[Provided entries]

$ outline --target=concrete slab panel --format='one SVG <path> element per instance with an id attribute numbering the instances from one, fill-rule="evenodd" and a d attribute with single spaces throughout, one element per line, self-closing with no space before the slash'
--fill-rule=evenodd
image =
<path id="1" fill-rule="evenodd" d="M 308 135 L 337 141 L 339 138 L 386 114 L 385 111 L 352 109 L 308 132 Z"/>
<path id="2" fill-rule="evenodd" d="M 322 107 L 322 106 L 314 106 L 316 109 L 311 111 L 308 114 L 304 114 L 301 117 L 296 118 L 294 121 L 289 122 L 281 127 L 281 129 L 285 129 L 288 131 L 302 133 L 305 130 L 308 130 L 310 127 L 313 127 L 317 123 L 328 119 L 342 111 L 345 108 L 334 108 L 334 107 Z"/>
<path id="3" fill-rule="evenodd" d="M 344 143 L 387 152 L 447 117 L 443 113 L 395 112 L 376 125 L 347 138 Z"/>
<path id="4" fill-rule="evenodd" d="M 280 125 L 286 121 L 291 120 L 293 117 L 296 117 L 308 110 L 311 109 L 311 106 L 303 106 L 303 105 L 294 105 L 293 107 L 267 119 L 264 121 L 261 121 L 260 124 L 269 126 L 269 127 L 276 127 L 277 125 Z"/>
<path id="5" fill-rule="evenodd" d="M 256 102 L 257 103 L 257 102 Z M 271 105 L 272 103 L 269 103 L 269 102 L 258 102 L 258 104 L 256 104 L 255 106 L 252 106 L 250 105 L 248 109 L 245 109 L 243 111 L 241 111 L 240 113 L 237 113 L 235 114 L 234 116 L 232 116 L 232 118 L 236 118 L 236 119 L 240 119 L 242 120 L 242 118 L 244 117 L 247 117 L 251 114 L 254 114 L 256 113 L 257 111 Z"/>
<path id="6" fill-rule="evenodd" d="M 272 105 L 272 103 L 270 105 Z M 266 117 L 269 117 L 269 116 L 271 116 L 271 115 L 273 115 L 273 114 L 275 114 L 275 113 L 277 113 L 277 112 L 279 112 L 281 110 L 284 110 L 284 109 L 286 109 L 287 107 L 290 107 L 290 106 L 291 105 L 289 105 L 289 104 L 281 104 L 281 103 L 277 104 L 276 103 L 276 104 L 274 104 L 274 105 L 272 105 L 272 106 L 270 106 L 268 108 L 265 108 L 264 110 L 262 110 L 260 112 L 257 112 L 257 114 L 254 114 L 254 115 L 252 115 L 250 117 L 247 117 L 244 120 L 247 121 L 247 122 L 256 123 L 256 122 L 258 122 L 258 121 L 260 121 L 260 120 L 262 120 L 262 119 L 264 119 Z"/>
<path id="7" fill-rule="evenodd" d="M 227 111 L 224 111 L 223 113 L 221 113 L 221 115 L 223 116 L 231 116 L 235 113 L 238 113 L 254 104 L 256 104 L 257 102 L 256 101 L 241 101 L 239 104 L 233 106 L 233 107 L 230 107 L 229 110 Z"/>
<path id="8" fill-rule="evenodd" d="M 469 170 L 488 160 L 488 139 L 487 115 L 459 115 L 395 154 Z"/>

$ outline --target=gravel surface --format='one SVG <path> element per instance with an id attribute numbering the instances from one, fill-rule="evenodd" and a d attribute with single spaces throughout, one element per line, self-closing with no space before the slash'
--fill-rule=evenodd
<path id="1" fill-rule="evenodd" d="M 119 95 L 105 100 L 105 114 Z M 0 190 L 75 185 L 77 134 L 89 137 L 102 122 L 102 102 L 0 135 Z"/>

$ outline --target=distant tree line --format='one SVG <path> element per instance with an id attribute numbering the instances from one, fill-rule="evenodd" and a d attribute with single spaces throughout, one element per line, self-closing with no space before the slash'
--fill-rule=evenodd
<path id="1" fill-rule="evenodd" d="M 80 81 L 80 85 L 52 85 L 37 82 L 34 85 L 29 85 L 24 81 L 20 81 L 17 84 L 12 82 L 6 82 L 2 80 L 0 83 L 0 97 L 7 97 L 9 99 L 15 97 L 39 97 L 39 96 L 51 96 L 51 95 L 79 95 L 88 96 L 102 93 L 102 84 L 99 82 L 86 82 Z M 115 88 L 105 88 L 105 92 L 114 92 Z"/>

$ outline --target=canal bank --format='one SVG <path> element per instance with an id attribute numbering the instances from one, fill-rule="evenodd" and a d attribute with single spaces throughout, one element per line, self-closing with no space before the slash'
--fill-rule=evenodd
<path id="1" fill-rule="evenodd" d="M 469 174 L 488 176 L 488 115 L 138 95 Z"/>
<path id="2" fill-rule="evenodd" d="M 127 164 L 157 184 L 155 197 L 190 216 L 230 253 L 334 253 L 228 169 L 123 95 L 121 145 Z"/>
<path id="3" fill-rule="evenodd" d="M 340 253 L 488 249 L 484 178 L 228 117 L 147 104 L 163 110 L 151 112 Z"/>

[/Provided entries]

## Problem to solve
Throughout the material above, count each line holding "instance" and answer with the total alone.

## Result of this task
4